* [Required task a]:
Filter the records below, keeping every line that contains the string "shirt".

* [Document excerpt]:
Grizzly bear reintroduction programs are more appealing when discussed at an editorial board meeting than around a campfire.
On Friday, two environmentalists and a union representative dropped by to push a plan to re-establish grizzlies in the Selway-Bitterroot area. I’ve editorialized in favor of the plan, as long as a committee of local people manage the bears.
On Saturday, however, another Dad and I took our teen sons and two of their buddies to remote Crystal Lake, 23 miles south of Cataldo by U.S. Forest Service road and narrow mountain trail.
As we rode out, the other father said he couldn’t believe that some idiots were lobbying to bring grizzlies back into the Idaho wilderness. Why take the risk? he asked reasonably. Later, as we stoked the campfire at the edge of the remote lake, an hour’s walk by half moonlight from the trailhead, one of the boys remarked: “I’m glad there aren’t any grizzlies here.”
I didn’t say anything.

* [Required task b]:
Carry on the piece about grizzly bear reintroduction from where it stops.

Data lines
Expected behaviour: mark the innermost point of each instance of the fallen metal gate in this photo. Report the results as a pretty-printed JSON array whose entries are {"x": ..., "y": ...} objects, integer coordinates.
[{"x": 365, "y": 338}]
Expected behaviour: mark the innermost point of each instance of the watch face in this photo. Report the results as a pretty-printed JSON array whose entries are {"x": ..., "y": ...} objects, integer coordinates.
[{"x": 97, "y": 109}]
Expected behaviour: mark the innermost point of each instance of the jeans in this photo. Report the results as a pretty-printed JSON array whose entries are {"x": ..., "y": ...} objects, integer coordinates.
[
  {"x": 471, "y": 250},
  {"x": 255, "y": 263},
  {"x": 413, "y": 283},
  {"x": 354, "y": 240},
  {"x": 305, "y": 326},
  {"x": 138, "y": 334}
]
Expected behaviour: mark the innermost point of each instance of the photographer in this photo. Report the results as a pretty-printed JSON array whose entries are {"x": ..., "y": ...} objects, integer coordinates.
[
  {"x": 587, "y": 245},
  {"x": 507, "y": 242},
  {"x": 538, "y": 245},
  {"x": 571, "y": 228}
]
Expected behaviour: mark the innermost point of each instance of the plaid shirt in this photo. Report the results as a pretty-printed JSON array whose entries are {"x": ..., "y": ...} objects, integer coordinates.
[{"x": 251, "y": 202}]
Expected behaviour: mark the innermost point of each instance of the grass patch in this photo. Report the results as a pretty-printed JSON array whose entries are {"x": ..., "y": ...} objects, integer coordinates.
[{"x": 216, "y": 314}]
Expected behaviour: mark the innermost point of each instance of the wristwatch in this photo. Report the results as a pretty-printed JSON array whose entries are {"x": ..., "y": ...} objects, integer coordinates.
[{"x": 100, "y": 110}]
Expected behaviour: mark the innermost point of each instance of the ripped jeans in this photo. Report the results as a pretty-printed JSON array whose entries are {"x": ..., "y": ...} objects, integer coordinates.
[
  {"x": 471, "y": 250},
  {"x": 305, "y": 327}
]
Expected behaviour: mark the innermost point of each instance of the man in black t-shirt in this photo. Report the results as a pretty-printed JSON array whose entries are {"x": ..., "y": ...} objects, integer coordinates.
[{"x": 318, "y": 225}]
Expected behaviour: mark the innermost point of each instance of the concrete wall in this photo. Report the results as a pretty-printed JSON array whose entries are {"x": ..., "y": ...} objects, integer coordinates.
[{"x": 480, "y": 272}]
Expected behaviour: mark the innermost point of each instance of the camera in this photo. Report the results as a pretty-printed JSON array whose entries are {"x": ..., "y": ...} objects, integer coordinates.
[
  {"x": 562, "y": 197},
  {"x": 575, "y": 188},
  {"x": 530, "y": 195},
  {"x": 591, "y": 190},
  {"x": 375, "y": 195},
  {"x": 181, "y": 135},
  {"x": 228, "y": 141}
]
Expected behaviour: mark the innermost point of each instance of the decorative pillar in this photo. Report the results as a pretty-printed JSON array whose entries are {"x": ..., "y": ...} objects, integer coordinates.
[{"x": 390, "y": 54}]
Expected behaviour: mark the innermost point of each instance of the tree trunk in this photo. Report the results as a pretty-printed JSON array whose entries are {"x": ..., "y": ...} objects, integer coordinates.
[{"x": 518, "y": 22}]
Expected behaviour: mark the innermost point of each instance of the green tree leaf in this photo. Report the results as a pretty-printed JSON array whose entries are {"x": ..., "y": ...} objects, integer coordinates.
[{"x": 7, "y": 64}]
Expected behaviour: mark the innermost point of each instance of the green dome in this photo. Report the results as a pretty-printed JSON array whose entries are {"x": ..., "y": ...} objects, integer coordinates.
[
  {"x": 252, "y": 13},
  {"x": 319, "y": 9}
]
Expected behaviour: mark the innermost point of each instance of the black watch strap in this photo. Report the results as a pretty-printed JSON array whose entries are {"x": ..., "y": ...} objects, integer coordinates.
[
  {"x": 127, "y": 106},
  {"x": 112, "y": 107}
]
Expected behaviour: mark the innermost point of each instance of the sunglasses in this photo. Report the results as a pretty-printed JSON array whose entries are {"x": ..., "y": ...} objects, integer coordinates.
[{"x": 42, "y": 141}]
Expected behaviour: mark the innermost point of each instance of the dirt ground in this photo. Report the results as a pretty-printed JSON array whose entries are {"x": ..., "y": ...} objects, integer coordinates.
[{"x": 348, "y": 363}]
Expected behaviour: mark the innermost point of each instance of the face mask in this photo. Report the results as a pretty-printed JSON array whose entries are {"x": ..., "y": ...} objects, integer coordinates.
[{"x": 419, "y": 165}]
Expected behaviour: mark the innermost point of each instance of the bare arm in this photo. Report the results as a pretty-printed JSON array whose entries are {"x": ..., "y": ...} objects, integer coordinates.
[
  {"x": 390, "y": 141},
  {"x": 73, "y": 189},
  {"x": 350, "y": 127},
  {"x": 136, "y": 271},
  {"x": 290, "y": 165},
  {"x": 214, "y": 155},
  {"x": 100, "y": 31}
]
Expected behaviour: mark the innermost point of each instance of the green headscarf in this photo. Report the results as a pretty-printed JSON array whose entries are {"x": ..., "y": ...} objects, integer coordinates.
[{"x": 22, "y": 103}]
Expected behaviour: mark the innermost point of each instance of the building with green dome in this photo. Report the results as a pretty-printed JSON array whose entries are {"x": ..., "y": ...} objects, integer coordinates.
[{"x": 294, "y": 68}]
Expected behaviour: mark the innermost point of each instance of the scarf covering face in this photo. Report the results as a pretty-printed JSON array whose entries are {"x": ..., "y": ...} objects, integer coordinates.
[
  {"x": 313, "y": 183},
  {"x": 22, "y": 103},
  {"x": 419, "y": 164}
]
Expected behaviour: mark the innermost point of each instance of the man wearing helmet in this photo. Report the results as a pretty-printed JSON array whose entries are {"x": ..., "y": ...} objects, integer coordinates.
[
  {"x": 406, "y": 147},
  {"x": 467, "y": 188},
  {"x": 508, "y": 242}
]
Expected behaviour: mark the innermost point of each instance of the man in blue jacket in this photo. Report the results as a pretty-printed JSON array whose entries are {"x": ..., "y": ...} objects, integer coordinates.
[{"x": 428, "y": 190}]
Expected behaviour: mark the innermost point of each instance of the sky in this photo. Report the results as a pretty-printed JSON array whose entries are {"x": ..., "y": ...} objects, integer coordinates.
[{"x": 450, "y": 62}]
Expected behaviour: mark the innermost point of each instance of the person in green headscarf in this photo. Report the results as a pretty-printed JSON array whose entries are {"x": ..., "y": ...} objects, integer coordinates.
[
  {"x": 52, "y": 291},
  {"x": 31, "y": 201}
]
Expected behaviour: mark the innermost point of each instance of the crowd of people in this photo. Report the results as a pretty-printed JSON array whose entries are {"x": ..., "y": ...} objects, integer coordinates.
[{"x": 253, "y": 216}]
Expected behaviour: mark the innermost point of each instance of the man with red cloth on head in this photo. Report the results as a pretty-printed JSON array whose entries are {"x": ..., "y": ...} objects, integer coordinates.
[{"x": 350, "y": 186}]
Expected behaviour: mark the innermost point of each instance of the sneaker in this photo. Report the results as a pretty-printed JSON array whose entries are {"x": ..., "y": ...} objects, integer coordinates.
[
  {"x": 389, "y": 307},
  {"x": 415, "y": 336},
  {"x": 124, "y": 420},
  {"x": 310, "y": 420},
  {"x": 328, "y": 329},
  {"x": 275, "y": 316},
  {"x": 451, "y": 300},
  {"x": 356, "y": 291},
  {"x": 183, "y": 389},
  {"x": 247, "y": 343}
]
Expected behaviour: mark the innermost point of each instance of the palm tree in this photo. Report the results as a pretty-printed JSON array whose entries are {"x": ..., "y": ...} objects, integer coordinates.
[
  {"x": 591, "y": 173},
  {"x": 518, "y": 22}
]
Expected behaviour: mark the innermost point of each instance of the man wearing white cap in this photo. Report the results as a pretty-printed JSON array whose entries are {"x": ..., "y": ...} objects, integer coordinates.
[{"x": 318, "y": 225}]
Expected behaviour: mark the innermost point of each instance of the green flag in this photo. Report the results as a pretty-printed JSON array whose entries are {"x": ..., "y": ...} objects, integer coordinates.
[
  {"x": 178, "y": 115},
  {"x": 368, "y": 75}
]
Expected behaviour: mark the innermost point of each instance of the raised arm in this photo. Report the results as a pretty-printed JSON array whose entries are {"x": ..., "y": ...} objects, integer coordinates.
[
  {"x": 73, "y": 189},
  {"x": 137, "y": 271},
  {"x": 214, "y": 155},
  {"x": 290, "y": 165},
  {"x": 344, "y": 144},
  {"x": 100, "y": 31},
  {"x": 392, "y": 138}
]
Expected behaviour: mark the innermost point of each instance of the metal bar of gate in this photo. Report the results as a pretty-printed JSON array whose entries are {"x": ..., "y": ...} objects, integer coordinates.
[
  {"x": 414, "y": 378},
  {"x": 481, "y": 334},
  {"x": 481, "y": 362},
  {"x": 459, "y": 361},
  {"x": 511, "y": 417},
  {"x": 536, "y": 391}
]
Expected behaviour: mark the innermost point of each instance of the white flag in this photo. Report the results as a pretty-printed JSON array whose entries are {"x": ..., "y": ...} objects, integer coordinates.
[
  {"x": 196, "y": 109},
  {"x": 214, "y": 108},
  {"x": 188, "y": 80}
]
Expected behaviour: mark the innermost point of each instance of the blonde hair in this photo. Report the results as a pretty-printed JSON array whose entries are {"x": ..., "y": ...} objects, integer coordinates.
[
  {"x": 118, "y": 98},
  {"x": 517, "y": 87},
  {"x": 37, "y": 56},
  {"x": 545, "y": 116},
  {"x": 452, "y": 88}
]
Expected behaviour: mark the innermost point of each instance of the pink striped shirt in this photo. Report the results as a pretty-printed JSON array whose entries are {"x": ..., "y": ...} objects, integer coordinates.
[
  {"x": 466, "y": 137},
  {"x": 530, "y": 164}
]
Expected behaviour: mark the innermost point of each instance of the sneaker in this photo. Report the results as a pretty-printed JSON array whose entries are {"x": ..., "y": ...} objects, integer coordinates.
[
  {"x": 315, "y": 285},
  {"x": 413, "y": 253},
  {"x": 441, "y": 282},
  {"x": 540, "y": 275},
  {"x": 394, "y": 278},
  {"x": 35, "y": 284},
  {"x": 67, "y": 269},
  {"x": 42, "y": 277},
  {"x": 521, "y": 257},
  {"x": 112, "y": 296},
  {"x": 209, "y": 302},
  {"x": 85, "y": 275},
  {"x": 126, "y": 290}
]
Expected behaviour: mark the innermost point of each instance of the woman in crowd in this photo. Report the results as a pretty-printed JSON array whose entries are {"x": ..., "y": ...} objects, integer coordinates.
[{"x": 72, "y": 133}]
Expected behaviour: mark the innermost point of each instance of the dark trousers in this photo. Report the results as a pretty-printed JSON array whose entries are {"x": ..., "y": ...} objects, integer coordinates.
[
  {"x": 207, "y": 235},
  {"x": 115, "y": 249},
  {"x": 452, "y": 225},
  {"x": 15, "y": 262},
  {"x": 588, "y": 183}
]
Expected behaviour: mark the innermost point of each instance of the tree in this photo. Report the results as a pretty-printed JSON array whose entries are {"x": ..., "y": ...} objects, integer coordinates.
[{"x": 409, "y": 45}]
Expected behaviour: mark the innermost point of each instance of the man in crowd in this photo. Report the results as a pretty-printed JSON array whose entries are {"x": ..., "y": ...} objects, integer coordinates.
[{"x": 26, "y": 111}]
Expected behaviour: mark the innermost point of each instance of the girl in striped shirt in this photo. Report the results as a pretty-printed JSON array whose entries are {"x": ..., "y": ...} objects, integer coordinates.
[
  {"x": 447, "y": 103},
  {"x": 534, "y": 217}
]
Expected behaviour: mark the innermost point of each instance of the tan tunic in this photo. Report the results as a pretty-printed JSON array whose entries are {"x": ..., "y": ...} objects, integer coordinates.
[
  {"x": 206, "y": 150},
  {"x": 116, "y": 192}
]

* [Written answer a]:
Expected behaviour: mark the innermost point of each instance of the plaid shirt in this photo. Report the results as a pretty-printed JSON array whose entries are {"x": ..., "y": ...} objects, integer coordinates.
Expected behaviour: mark the innermost point of each instance of the man in black t-shirt in this photo. Report the results as a pretty-printed JSON array whose entries are {"x": ..., "y": ...} objects, integer coordinates.
Expected behaviour: mark the innermost point of each instance of the pink striped shirt in this photo. Report the results as a pretty-printed JSON array whose entries are {"x": ..., "y": ...} objects, integer coordinates.
Expected behaviour: mark the innermost point of each instance of the girl in striped shirt in this photo. Report the results as a pretty-printed JSON array whose entries are {"x": ..., "y": ...} objects, integer coordinates.

* [Written answer b]:
But, as I prepared to doze off at the edge of a remote lake, a tough hour’s walk by half moonlight from the trailhead, I reflected peacefully on his comment.
Vandals are straying far from home
Upon arriving at Crystal Lake, I was appalled to find a USFS sign scattered in pieces around its signpost at the edge of Crystal Lake. I expect such loutishness in town, where vandals routinely ruin the fun and comfort of others by attacking public restrooms along the Centennial Trail and in the region’s many parks. But you’d think anyone who’d gone to all the trouble to reach Crystal Lake would have an appreciation for its pristine setting. I guess the vandalized outhouse at the trailhead should have warned us of things to come. That, and the candy wrappers, decaying hot dogs and bits of toilet paper that greeted us just before we arrived at camp. People are such pigs.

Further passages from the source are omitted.